TASK MATERIAL →
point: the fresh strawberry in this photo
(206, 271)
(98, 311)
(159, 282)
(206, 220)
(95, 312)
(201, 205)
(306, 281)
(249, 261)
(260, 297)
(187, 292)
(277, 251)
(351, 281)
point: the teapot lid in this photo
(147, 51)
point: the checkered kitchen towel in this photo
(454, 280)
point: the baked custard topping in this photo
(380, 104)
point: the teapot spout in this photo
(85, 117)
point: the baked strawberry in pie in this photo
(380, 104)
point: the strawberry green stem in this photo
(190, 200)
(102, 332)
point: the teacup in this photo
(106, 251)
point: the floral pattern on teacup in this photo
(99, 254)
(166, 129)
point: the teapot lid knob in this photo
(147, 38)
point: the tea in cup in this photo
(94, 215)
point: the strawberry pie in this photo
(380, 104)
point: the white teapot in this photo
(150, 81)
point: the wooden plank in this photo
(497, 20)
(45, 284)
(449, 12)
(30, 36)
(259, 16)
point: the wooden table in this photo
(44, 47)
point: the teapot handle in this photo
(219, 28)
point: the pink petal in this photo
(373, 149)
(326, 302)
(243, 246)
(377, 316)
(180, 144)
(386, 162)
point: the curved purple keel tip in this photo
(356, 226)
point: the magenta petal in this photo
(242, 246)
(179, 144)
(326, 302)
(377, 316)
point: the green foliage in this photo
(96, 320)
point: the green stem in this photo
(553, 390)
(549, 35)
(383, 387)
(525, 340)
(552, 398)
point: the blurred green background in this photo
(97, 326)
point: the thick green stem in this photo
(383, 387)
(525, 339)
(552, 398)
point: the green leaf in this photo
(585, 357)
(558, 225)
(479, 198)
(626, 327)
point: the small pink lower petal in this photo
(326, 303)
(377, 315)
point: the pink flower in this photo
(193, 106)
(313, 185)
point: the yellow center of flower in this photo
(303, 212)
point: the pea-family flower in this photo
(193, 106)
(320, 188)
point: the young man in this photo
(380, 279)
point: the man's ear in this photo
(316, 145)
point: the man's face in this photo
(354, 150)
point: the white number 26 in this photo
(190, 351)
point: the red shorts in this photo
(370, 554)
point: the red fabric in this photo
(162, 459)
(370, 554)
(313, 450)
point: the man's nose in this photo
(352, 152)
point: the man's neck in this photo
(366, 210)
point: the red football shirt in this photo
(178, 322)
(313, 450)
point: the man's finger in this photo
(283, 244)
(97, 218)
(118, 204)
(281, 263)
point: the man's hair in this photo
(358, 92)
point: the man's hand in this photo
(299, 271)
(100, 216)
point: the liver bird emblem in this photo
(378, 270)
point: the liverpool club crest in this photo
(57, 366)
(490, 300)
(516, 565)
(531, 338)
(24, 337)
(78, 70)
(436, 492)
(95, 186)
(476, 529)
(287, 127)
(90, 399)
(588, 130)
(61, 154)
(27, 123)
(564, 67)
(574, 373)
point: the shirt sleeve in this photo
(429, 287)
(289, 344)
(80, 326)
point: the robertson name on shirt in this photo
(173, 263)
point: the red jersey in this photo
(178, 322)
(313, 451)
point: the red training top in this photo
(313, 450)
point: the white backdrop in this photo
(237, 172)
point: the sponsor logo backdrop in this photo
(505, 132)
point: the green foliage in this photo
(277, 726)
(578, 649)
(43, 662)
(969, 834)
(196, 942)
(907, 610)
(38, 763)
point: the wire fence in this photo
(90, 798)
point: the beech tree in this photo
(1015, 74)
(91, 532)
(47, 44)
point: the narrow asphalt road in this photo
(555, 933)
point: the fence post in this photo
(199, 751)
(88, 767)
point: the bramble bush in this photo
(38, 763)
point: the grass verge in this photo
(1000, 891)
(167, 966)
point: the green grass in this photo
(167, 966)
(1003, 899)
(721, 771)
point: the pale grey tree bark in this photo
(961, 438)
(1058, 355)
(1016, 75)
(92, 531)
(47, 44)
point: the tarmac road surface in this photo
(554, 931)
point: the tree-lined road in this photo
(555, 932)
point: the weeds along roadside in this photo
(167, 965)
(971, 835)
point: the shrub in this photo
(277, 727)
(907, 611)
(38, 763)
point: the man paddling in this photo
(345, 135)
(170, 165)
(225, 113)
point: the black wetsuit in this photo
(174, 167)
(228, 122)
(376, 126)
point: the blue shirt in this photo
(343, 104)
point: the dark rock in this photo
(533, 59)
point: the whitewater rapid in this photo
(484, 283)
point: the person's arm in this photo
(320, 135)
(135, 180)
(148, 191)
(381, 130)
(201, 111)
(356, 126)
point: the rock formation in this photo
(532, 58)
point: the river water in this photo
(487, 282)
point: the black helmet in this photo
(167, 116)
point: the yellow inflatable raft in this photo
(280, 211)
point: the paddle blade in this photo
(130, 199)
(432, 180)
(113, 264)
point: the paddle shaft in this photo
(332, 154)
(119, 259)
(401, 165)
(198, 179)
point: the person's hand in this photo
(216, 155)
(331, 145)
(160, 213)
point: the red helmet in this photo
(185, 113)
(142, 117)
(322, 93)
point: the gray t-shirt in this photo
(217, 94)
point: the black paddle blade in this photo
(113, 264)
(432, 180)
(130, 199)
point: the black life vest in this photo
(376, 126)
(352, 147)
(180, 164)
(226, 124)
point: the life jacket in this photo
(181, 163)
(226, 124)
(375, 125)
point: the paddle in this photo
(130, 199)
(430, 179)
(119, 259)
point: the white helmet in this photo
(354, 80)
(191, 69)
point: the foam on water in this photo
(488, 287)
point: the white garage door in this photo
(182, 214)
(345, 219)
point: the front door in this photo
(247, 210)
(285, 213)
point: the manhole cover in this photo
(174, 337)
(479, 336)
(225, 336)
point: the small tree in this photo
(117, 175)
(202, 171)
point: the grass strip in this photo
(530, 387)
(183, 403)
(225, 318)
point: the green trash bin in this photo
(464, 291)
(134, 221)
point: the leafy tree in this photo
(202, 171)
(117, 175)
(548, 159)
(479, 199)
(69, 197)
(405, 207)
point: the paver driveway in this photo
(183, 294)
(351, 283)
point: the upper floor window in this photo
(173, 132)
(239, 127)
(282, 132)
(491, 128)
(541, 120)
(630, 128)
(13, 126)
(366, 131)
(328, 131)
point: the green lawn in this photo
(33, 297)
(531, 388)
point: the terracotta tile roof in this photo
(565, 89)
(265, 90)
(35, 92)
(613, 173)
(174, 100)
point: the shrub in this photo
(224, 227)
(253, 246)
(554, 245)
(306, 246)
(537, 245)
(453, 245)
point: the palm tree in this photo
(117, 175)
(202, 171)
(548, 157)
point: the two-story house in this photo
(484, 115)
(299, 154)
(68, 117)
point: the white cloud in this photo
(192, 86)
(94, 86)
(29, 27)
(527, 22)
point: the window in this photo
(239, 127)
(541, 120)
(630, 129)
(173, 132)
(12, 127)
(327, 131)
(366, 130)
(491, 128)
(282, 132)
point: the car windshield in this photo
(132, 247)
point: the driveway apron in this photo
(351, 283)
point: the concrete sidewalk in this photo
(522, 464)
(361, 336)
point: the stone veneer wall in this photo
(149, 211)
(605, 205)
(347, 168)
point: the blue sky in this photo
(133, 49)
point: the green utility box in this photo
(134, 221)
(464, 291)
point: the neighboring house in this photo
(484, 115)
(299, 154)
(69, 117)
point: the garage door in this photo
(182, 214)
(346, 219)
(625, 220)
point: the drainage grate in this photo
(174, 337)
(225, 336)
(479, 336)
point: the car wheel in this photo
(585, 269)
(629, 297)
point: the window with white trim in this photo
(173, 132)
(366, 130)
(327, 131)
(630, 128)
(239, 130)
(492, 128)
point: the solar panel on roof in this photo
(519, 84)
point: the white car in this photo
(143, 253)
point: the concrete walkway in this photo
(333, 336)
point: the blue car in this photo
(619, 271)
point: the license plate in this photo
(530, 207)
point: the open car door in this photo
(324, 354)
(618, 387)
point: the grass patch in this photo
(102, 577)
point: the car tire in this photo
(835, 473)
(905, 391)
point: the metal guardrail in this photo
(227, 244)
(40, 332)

WHAT THE TASK ASKS → Repeat only what runs from the line holding "point: the solar panel on roof in this photo" to the end of the data, keeping every line exactly as written, first and last included.

OUTPUT FOR THIS EXERCISE →
point: the solar panel on roof in this photo
(519, 84)
point: the white car in this photo
(143, 253)
point: the concrete walkway in this photo
(333, 336)
point: the blue car in this photo
(619, 271)
point: the license plate in this photo
(530, 207)
point: the open car door in this photo
(324, 354)
(618, 387)
point: the grass patch in this photo
(102, 577)
point: the car tire in this photo
(835, 473)
(905, 391)
point: the metal guardrail in this photo
(227, 244)
(40, 332)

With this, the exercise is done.